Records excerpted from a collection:

....

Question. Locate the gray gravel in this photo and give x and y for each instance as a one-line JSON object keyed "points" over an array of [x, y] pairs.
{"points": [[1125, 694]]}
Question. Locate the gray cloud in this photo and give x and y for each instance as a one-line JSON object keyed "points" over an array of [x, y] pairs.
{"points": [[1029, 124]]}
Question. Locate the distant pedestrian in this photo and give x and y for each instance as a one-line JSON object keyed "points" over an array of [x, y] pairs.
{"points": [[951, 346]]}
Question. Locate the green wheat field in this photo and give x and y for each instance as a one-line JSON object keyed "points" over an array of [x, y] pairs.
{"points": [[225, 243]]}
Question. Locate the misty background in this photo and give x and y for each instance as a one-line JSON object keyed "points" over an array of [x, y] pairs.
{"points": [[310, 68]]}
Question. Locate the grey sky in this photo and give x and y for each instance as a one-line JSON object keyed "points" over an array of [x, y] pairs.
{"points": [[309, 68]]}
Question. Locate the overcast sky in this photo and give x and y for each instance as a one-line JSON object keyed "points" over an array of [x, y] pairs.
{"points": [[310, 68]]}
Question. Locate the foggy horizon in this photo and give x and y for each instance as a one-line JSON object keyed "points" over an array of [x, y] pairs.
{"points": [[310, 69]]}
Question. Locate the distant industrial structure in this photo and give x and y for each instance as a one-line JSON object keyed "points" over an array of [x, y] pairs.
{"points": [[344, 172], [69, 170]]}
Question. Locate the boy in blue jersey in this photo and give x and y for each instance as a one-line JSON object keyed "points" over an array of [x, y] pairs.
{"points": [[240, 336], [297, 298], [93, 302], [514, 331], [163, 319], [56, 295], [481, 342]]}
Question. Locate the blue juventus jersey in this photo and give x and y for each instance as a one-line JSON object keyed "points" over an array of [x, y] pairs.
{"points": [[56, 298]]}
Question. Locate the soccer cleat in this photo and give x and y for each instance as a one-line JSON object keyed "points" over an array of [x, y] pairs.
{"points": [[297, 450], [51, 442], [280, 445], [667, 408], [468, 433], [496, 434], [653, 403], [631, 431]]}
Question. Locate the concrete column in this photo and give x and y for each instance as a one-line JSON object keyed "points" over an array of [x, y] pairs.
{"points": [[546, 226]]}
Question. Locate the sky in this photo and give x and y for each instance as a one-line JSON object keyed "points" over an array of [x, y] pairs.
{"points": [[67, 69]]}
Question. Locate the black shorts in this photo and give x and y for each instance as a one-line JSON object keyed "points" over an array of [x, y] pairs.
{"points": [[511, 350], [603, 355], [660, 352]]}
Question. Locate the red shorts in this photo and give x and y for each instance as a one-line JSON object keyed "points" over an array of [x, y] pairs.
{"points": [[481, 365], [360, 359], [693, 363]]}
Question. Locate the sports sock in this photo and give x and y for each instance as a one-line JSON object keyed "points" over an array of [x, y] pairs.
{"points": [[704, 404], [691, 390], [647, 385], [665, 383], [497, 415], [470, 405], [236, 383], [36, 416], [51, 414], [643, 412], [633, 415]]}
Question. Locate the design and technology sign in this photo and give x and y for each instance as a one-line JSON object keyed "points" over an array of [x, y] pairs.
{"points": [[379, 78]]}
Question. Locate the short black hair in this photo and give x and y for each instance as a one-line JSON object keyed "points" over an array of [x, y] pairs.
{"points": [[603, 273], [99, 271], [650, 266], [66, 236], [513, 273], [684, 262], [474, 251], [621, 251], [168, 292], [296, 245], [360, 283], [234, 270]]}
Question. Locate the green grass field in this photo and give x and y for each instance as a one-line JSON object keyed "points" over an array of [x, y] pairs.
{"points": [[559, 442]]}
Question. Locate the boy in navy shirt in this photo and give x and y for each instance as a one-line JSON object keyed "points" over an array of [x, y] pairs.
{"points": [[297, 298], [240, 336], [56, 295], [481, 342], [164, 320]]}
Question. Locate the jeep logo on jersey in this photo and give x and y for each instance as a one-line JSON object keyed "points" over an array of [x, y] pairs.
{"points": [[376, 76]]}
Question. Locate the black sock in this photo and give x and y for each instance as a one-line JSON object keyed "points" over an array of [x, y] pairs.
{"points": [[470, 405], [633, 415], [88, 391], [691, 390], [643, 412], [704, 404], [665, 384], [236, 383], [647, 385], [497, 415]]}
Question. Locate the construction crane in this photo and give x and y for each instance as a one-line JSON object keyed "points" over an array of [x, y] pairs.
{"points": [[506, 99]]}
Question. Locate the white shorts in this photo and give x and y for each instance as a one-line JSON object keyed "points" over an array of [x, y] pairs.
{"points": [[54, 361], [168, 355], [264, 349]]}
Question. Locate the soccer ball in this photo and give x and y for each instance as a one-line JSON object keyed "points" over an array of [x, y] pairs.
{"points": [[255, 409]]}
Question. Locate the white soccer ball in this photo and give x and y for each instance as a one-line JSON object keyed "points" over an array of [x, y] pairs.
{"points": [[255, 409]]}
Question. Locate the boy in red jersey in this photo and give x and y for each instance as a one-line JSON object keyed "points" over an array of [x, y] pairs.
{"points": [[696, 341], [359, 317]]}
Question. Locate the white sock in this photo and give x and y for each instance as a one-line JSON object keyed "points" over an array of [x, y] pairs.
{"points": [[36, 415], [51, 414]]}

....

What you have to do
Only those lines running from the one containing "Question. Locate the construction" through the last line of the data above are to be copied, exactly, with both ends included.

Solved problem
Question. Locate the construction crane in this photo and give x and y for each instance as a one-line JSON object keyed "points" over an array of [x, y] pairs.
{"points": [[506, 99]]}
Question. Locate the white shorts in this photo and give x and y for each instance as a one-line JSON object keyed "points" over an array of [x, y] pairs.
{"points": [[54, 361], [168, 355], [264, 349]]}
Question. Locate the soccer ball in this photo and give x and y for each instance as a one-line JSON object keyed "points" over an array of [x, y] pairs.
{"points": [[255, 409]]}
Question. Locate the white soccer ball in this photo and give x and y for each instance as a one-line JSON object keyed "points" over an array of [x, y] pairs.
{"points": [[255, 409]]}
Question. Locate the boy in red jersey in this photo and give x and y for each instance as a one-line JSON object keyed "points" over an array of [x, y] pairs.
{"points": [[696, 341], [359, 317]]}
Question. Locate the white sock in this photo and give x and y for each instance as a one-line JSON object keyed "points" over an array of [x, y] pairs.
{"points": [[36, 415], [51, 414]]}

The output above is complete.